● **EXERCISE TEXT**:
--- START ---

Andrew asked me to write a guest post on this blog in response to my taking issue with his argument. It’s not that I think his points in his first post and subsequent follow-up post are entirely wrong, but I’ll argue they have omissions and thus fail to convince. I will counter his argument and offer an alternative framework for viewing this thing called social media.

Before I start I’d like to make one side point: I also think Andrew’s statement:

“What has your attention is what has your worship.  What you think about in your free moments, the topics and places to which your thoughts tend to go, those are your gods.”

is gross generalization of the meaning. As Keller puts it

“What is an idol? It is anything more important to you than God, anything that absorbs your heart and imagination more than God, anything you seek to give you what only God can give…”

To simply have your attention is not necessarily bad or false worship. When it has all of your attention, in place of other, more important things (first and foremost, God) then it becomes an idol of worship. Thoughts can go to many things and not render those things worship. Thank God or my daydreaming is convicted!

Now to the Main Topic

This analogy is by no means perfect but I think it’s a decent framework to look at the issue. As you read each blurb on these four substances, ponder in your mind which one you think is most analogous to social media.

Soda

With a few exceptions, soda is viewed as a relatively benign substance to be enjoyed. In small quantities, it’s clearly harmless and even for regular users, there have been few, if any, documented cases of extreme adverse health consequences. It is accepted that soda is not even remotely hazardous like any of the other 3 substances in this analogy.

--- END ---

● **WHAT IS REQUIRED**: Can you write what comes next in the guest post about social media, starting right after its final sentence?

[Photo-based referring expression items]

--- START ---

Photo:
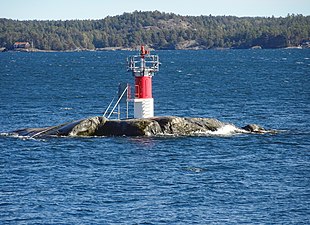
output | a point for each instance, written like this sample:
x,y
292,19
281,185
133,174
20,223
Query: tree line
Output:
x,y
158,30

--- END ---

● **ANSWER TO THIS EXERCISE**:
Wine

Given the alcohol contained in wine, it’s a step up from soda in that it can be abused and in extreme use cases, is addictive and can have serious health consequences. The Bible celebrates wine in measured doses (wedding at Cana) and also condemns its abuse (drunkenness.) Many people drink wine. Many choose not to.

Oxycodone

This seriously addictive and controlled substance is a ruiner of lives when abused. It is also extremely beneficial in tightly controlled use cases (post surgical pain relief) It is highly controlled because it is so addictive as well as misused (leading to abuse).

Heroin

There are no beneficial uses. Highly addictive. Bad bad bad.

 

So what is Facebook, then?

One man’s opinion:

It’s not soda. I think, to Andrew’s point, there are many people who are hooked on the stuff. “Hooked” in this case being defined as “they use it so much that it takes away from the lives they normally led in a detrimental way or at the expense of basic things”

It’s not Oxy. That implies a very limited, positive use case like Oxy which is just not true. A significant number of social media users engage on their platform(s) of choice in positive and beneficial ways. The government does not (nor should) control use of the platforms to prevent a possible mass wave of harmful addiction because with free use, the facts are that only a minor set of users qualify as “harmfully addictive.”

It’s not Heroin. That presumes there are NO beneficial uses of social media and while many do think that, those folks probably think all soda is a mind-control beverage that Pepsi uses in cahoots with the government.

It’s wine. There are plenty of beneficial, everyday uses of Facebook. Can it get out of hand? Sure. Can you “drink too much”? Sure. Should some people give up drinking? Definitely. The key is to look at what you “drink” and why. Does it rule your life? Are you grumpy without a “drink” or do you love a “glass” with a good meal or when out with friends? Andrew posted a picture of everyone in line at an airport on their phones (presuming that it was a “wrong” state of the world) Replace everyone in that picture with a paperback (Google search images and you will find plenty pre-Facebook!) The devices were simply being used as boredom elimination devices. I don’t think that picture was indicative of the eroded state of the world.

A Word on Facebook’s (or Coke’s) Intentions

Coke wants you to buy Coke Zero. Coke Zero is not medically addictive. You may think Coke wants to “addict” you but it doesn’t matter. They can’t. They will do everything they can to get you to buy it. They should. That’s their business. Blaming Facebook for “not caring about the consequences” is like blaming <insert your favorite brewery or winery> for not caring about the consequences of having a glass. They inform you to drink responsibly and it can be argued that Facebook should not need to place a warning label that you might spend too much time in their web app.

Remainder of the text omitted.